Dataset excerpts on object pointing
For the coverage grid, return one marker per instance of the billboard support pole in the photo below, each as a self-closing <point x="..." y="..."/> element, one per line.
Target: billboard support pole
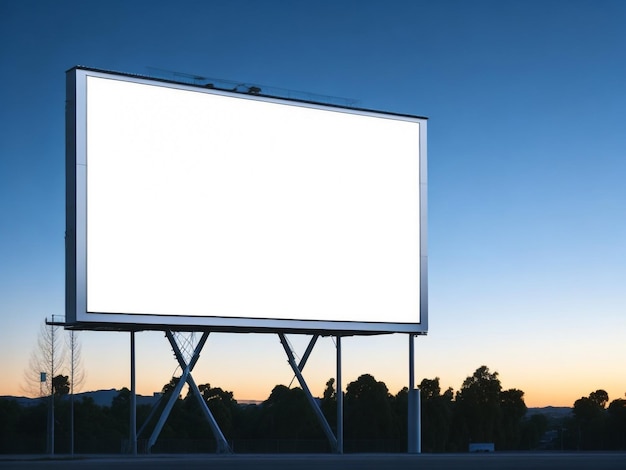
<point x="222" y="445"/>
<point x="339" y="398"/>
<point x="133" y="397"/>
<point x="220" y="440"/>
<point x="414" y="415"/>
<point x="318" y="412"/>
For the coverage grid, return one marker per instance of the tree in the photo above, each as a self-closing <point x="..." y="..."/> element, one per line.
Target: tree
<point x="436" y="415"/>
<point x="46" y="360"/>
<point x="328" y="404"/>
<point x="61" y="385"/>
<point x="617" y="423"/>
<point x="512" y="411"/>
<point x="478" y="407"/>
<point x="590" y="420"/>
<point x="368" y="412"/>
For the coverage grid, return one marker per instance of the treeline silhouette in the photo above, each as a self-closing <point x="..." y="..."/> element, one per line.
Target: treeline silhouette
<point x="374" y="420"/>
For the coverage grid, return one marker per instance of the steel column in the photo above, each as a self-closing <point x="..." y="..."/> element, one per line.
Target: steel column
<point x="318" y="412"/>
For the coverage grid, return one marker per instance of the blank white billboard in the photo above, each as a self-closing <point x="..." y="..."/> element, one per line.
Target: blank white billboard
<point x="202" y="208"/>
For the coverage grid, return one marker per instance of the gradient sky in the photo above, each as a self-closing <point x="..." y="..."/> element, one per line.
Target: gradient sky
<point x="527" y="158"/>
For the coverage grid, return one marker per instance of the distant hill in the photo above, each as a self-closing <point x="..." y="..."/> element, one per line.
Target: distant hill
<point x="551" y="412"/>
<point x="100" y="397"/>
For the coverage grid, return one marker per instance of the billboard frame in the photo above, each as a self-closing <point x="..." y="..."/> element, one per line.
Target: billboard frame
<point x="77" y="315"/>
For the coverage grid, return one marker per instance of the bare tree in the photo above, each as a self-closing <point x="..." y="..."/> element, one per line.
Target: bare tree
<point x="46" y="361"/>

• **WHAT IS EXPECTED**
Repeat all the data as it stands, dropping any images it holds.

• **TASK RESPONSE**
For the coverage grid, return one marker per instance of the billboard support pole in the photo below, each as a self-closing <point x="..." y="..."/> element, one per line.
Target: billboard support pole
<point x="222" y="445"/>
<point x="339" y="398"/>
<point x="133" y="397"/>
<point x="220" y="440"/>
<point x="414" y="415"/>
<point x="318" y="412"/>
For the coverage grid, return one marker per instance of the tree in the photo above, each as a self-closing <point x="..." y="..."/> element, one per line.
Target: tree
<point x="436" y="415"/>
<point x="46" y="360"/>
<point x="328" y="404"/>
<point x="61" y="385"/>
<point x="617" y="423"/>
<point x="512" y="411"/>
<point x="478" y="407"/>
<point x="590" y="420"/>
<point x="368" y="412"/>
For the coverage grid, return one marker per instance of the treeline silhouette in the photo above, each as a self-closing <point x="..." y="..."/> element, one per line.
Target: treeline silhouette
<point x="374" y="420"/>
For the coverage grid, return one marker per instance of the steel column in the photo above, each as a self-closing <point x="..." y="..."/> element, one per line.
Target: steel column
<point x="318" y="412"/>
For the coverage grid, return one marker per instance of the blank white billboard in the photo above, each as a self-closing <point x="..." y="..."/> element, one per line.
Target: blank white billboard
<point x="202" y="208"/>
For the coverage grid, return one marker per instance of the gradient sky in the photo above, each as a self-closing <point x="..." y="..."/> element, one per line.
Target: gradient sky
<point x="527" y="158"/>
For the coverage grid, return one marker per instance of the distant hill in the photo above, each as a self-closing <point x="..." y="..."/> element, one per line.
Target: distant hill
<point x="551" y="412"/>
<point x="100" y="397"/>
For the coverage grid, return one marker per instance of the billboard frame in the photo above, each as a self-closing <point x="..." y="..."/> element, one per line.
Target: billboard frame
<point x="77" y="315"/>
For the coverage grid, return one marker per instance of the bare tree in the photo above, each as a self-closing <point x="..." y="..."/> element, one per line.
Target: bare tree
<point x="46" y="361"/>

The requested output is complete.